Recast everything in the material from the line containing "Could you kindly segment every instance of the dark" down through the line containing "95 L 28 111" as a Markdown table with the columns Row and Text. Number each line in Row, put its wording in Text, and skip any blank lines.

**Data provided**
= = =

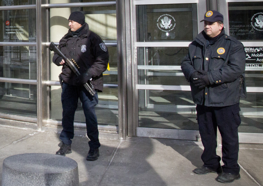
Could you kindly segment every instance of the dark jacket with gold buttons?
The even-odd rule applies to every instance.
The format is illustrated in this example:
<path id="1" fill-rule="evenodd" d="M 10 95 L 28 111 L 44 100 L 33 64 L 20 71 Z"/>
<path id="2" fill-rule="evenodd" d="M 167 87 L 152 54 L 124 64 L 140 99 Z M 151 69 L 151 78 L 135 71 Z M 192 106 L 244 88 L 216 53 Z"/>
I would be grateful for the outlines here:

= = =

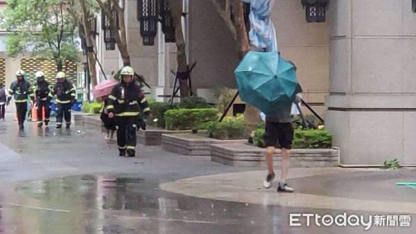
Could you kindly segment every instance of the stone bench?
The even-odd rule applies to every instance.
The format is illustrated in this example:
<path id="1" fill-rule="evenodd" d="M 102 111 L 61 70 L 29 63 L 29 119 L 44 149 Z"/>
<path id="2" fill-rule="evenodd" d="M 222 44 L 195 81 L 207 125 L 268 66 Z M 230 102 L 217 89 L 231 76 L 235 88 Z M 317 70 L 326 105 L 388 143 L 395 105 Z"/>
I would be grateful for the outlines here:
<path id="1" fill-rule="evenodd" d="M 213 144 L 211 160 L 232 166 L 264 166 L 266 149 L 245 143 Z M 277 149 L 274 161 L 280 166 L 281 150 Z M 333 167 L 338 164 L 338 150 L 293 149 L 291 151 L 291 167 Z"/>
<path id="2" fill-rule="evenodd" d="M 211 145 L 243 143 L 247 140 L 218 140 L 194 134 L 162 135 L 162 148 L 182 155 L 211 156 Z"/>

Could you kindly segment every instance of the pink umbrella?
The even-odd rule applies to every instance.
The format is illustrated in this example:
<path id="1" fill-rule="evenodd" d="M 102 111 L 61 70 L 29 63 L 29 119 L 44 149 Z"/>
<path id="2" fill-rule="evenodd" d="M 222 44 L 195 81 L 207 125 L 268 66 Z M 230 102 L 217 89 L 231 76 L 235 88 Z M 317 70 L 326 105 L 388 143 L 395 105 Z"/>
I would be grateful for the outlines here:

= = =

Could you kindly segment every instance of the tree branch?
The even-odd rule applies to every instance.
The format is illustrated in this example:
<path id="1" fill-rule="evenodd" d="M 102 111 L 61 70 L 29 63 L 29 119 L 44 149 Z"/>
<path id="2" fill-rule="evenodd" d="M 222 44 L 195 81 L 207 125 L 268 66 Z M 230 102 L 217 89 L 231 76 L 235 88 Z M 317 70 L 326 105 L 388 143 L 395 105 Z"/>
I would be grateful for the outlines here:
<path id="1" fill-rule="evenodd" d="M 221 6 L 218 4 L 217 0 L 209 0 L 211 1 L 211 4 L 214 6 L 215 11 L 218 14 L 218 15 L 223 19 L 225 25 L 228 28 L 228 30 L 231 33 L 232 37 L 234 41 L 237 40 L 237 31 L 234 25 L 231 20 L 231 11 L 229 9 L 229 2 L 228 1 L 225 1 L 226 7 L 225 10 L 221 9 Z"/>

= = =

**Written reply**
| Row | Text |
|---|---|
| 1 | Could you kindly segment every instance of the dark jacket with gold buttons? |
| 2 | The even-odd rule applies to every instance. |
| 3 | The format is illustrated in this example: |
| 4 | <path id="1" fill-rule="evenodd" d="M 10 95 L 28 111 L 44 100 L 33 64 L 20 71 Z"/> |